= Data excerpts =

-- Opening Marker --

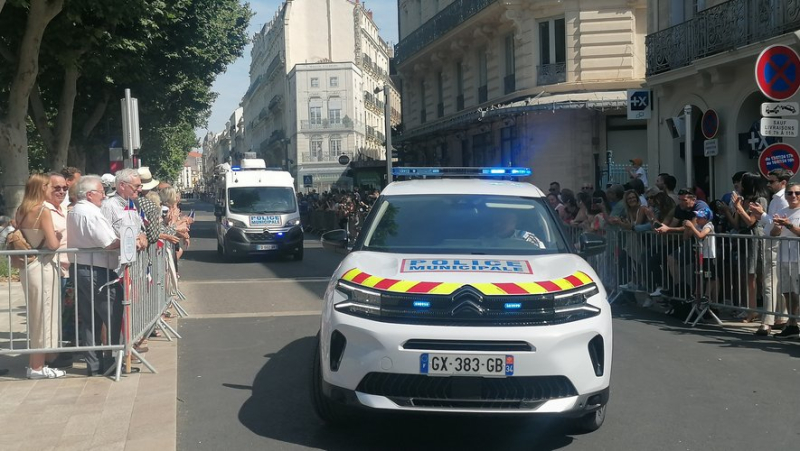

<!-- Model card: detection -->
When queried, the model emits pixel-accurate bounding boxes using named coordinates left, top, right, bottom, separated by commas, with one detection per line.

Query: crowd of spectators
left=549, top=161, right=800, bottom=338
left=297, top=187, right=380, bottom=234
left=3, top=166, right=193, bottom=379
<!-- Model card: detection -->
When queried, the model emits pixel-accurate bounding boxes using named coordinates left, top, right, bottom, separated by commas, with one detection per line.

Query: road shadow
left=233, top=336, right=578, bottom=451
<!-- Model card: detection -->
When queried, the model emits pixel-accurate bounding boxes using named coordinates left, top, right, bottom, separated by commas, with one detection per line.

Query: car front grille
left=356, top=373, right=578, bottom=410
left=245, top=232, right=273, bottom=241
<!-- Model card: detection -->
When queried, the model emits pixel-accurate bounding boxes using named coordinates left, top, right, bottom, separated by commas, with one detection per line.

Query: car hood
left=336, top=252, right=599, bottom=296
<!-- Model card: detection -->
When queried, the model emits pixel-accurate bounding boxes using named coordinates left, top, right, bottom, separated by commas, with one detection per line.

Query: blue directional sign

-- Closing Marker --

= Activity =
Every record above should reappear exactly, with the pictures gone.

= Worked solution =
<!-- Model card: detection -->
When queried, the model emits pixel-accurate bounding boxes using named coordinates left, top, right, bottom, separated by commas, with one detection per line.

Query: crowd of spectators
left=549, top=161, right=800, bottom=338
left=297, top=187, right=380, bottom=234
left=3, top=166, right=193, bottom=379
<!-- Model card: detection -->
When queried, the model emits pixel-accurate bounding boxes using named coordinates left, top, right, bottom, separated by commas, with one detection per line.

Query: road shadow
left=233, top=336, right=578, bottom=451
<!-- Model card: detection -->
When queried, the model emits pixel-accurate bounding boxes using named coordinates left, top, right, bottom, separated by commas, with one detection per line.

Query: car front grille
left=356, top=373, right=578, bottom=410
left=245, top=232, right=273, bottom=241
<!-- Model card: detection -->
When queried, the model emits pixel-accurate bounding boxes using named coordinates left, top, right, bottom, separated by commas, with one detection per line.

Query: car hood
left=336, top=252, right=599, bottom=296
<!-- Model card: detection -->
When queried, the model emits pixel-accurate bounding boxes using named coordinates left, top, right, bottom, separated by commas, with one detection per line.

Query: blue directional sign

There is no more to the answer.